_Given exercise A:_
In the Chain Lightning text, by what percentage does each additional hit after the primary decay its damage?
_Given exercise B:_
Decide whether each statement agrees with the Chain Lightning text. Answer yes or no for each, and quote the words that decide it. (i) Chain Lightning can be cast on a target 36 yards away. (ii) Lightning Bolt has a 1.5-second cast. (iii) Magma Totem is fire-and-forget.

To illustrate, Chain Lightning‘s average base damage is 1042. With Shamanism it has a 72.14% co-efficient and an extra 5% crit from Call of Thunder, as well as an 11% chance per target hit to proc Lightning Overload. Each additional hit after the primary decays its damage by 30%. At base damage and talentless, it’ll do an average of 2282 total damage if it hits 3 targets: first hit 1042, second hit 729, third hit 510. With 2500 spellpower and a standard talent build the non-crit hits look like 2988 / 2091 / 1464, or a total of 6543 non-crit, unbuffed damage for a 1.5-second cast spell – that’s 4362 DPS. With the same figures, Lightning Bolt does 3075 damage for a 2-second cast. Factor in full buffs, crit, and Lightning Overload and the damage from a full chain is looking pretty great.
As our other AoE (Magma Totem) is fire-and-forget and leaves us free to cast other stuff, CL’s a great way to add a bit of extra oomph to our multi-target damage. It also has the advantages of not interrupting our single-target DPS cycle and being usable from 36 yards away, which means we can do extra DPS on a secondary target while continuing to do full normal DPS to a primary target.

_Data items:_

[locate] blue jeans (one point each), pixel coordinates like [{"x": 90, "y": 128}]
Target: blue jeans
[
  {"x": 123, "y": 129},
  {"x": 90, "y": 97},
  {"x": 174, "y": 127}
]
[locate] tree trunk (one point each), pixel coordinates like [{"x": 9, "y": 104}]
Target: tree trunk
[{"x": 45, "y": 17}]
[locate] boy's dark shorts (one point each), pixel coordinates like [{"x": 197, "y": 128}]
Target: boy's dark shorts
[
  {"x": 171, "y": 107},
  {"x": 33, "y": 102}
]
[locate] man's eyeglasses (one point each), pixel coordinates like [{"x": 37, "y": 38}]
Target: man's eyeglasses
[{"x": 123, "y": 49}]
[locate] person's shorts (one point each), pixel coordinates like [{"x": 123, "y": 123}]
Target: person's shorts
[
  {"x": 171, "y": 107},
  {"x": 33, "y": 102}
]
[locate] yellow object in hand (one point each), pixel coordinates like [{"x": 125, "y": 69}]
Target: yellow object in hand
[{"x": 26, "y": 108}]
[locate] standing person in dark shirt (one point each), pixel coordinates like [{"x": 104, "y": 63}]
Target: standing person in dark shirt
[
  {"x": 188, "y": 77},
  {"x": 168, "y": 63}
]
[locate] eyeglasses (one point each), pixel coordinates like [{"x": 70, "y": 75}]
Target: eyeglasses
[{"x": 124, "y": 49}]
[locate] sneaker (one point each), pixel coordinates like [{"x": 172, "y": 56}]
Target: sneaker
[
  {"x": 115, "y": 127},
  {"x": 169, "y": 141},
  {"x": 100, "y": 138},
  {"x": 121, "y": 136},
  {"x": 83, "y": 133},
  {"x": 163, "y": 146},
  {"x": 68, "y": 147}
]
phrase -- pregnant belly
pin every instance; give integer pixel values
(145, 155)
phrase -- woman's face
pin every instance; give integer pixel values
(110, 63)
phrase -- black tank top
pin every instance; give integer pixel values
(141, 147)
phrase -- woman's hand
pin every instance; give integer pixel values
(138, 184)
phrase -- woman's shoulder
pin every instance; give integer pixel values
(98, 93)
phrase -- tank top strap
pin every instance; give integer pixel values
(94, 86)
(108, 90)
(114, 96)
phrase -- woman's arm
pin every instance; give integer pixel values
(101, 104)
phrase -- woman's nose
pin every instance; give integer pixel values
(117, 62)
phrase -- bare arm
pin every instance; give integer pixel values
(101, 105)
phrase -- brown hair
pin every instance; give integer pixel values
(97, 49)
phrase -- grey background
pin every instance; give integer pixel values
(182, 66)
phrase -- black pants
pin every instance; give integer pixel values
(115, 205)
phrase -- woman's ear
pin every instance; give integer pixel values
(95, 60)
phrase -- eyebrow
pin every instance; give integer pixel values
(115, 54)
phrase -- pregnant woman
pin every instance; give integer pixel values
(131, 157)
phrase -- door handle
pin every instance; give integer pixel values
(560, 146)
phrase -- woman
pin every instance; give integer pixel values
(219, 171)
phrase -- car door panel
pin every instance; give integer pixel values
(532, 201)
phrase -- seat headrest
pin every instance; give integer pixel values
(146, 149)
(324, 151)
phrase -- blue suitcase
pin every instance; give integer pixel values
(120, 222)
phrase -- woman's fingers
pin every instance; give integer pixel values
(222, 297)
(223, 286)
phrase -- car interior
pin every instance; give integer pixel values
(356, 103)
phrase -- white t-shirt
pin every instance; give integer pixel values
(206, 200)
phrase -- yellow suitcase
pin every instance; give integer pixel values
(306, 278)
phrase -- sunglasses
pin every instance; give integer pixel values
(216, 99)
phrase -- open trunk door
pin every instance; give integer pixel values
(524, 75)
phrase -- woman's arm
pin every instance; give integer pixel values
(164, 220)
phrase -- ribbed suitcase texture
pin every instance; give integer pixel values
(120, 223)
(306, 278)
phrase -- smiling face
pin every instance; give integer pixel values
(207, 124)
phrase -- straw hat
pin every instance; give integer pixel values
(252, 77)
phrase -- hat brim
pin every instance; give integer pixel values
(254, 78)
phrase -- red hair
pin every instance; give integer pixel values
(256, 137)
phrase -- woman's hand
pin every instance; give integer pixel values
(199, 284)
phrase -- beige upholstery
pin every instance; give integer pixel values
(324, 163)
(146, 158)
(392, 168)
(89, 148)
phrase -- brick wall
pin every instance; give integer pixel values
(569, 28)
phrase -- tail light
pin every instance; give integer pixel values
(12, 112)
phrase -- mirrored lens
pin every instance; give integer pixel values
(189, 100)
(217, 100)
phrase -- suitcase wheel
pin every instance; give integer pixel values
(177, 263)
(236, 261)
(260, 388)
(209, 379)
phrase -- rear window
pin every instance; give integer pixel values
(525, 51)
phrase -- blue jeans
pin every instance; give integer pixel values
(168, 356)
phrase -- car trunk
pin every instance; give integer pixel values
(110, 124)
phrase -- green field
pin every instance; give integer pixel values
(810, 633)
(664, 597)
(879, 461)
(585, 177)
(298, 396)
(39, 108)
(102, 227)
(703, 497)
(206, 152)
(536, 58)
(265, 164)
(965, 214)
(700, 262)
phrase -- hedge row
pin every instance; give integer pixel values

_Full response A:_
30%

_Full response B:_
(i) Yes: "being usable from 36 yards away"
(ii) No: "Lightning Bolt does 3075 damage for a 2-second cast"
(iii) Yes: "our other AoE (Magma Totem) is fire-and-forget"